• **Required tasks**
1. Answer from the text on CCG conflicts of interest:
(a) Under the revised NHS England guidance, what must CCGs maintain and publish?
(b) Which body responded to the BMJ investigation?
(c) At which centre and university is Paul Glasziou a professor?
2. Carry the text on CCG conflicts of interest and drug company funding forward from its last sentence.

• **Study text**
· · · ·
This, despite the revised NHS England guidance which requires CCGs to maintain and publish registers of their conflicts of interest and procurement decisions. This was revised and strengthened after finding, in 2015, that CCGs had paid many millions of taxpayers’ money to companies, hospitals and surgeries in which their members had financial or professional stakes.
National Health Clinical Commissioners responded: “This BMJ investigation seems to imply that there is some wrong doing on the part of CCGs by working with external companies and pharmaceutical organisations, which we would strongly challenge.
Not so: the investigation does not relate to working with these industries, it implies that funding of recreational activities for CCG members, most of which have not been declared as required, is the ‘wrong-doing’.
Paul Glasziou, professor in the Centre for Research in Evidence-Based Practice at Bond University, Gold Coast, Australia, says that doctors are often unaware of the effect of drug companies’ activities on their own behaviour:
“Pharmaceutical company dominance of the funding of continuing medical education can result in prescribing that harms.
· · · ·
• **Data for review**
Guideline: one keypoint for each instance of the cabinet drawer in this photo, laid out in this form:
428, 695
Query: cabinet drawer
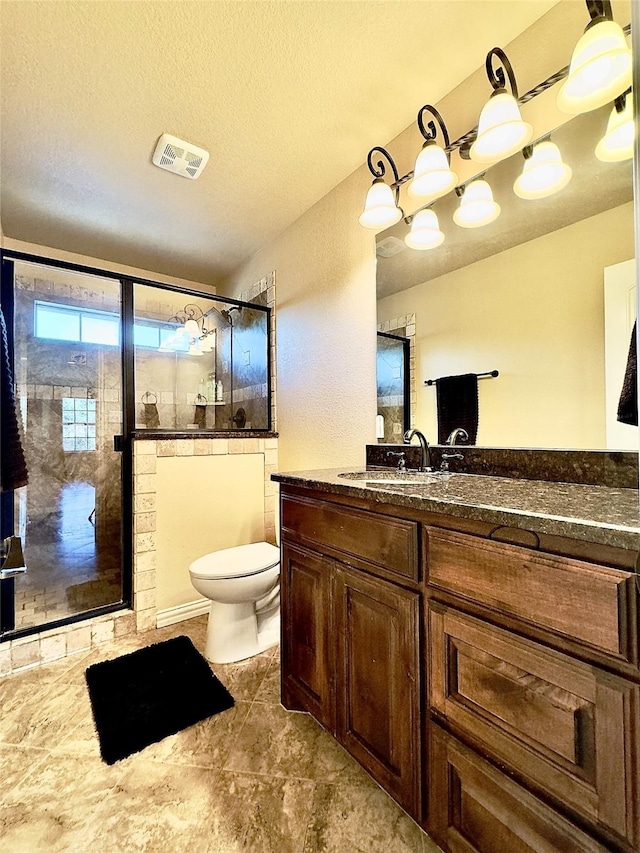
567, 727
591, 604
473, 808
390, 543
· · · ·
• **Set of answers**
1.
(a) Registers of their conflicts of interest and procurement decisions.
(b) National Health Clinical Commissioners.
(c) The Centre for Research in Evidence-Based Practice at Bond University, Gold Coast, Australia.

2.
“Clinicians are often naive about the persuasion tactics used by some companies. So we urgently need better ‘inoculation’ against these tactics, as well as better regulation and funding of balanced continuing education.”
Since clinical commissioning groups were launched in England in 2013, there have been concerns about the conflicts of interest among those who commission health services while also providing them. But the Association of the British Pharmaceutical Industry said that drug companies had an important role in supporting healthcare organisations.